EXTRACT TO READ —
───
Near the end of the book, they made an observation that seemed to me to be stunningly brilliant. In their discussion of the studies that have been done comparing the brains of rats raised in "enriched" environments to those raised in "deprived" environments, they reported the same old results that have been used to justify all sorts of intelligence interventions from Baby Einstein to reading camp for three-year-olds to attaching headphones blaring Mozart to our bulging pregnant bellies. The rats who were raised in "enriched" environments, with all sorts of different things to look at and do, and other rats to socialize with, had much bigger brains and were better at solving problems than the rats who were raised in the "deprived" environments.
───
DATA SECTION —

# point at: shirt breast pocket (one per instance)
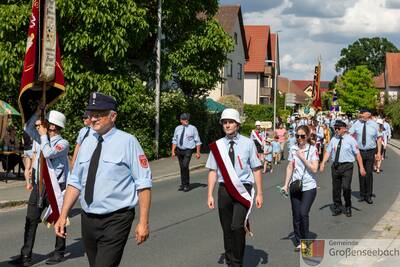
(115, 166)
───
EXERCISE OBJECTIVE —
Please continue the passage above on the rats raised in "enriched" and "deprived" environments, picking up after its final sentence.

WRITTEN ANSWER —
That isn't the brilliant part, though. Wait for it....the authors point out that the word "enriched" is actually a misnomer, because the environment that contained all these things was actually a laboratory-produced approximation of rats' natural environments! Rats were not designed to live in a plastic cage alone, with the same food and water and bedding every day, with their light and dark cycles and even the temperature controlled perfectly by machines. They were designed to thrive in an environment where they had to form associations with other animals, forge for a wide variety of foods and shelter, and avoid capture and injury. So, what we call an "enriched" environment is really just normal.

Babies are experts at learning, at making opportunities for learning happen. The authors of Scientist in the Crib note, and I agree, that by offering our children all sorts of "enrichment" activities, we are at best causing no harm but probably not doing any good. At worst, we may be overwhelming them or distracting them from the things they really should be doing to learn the things they should be learning about the world around them. Humans evolved, for the vast majority of our existence, to be living off the land, hunting and gathering or - later - farming, and spending our time in the activities of daily living. There is inherent value in that - in having our children outside to feel the change in temperature and weather that accompanies the changing seasons, in having their hands in the dirt, in watching a plant go from seed to plate, in smelling the aromas of cooking, the rhythms of cleaning, the satisfaction of providing for oneself.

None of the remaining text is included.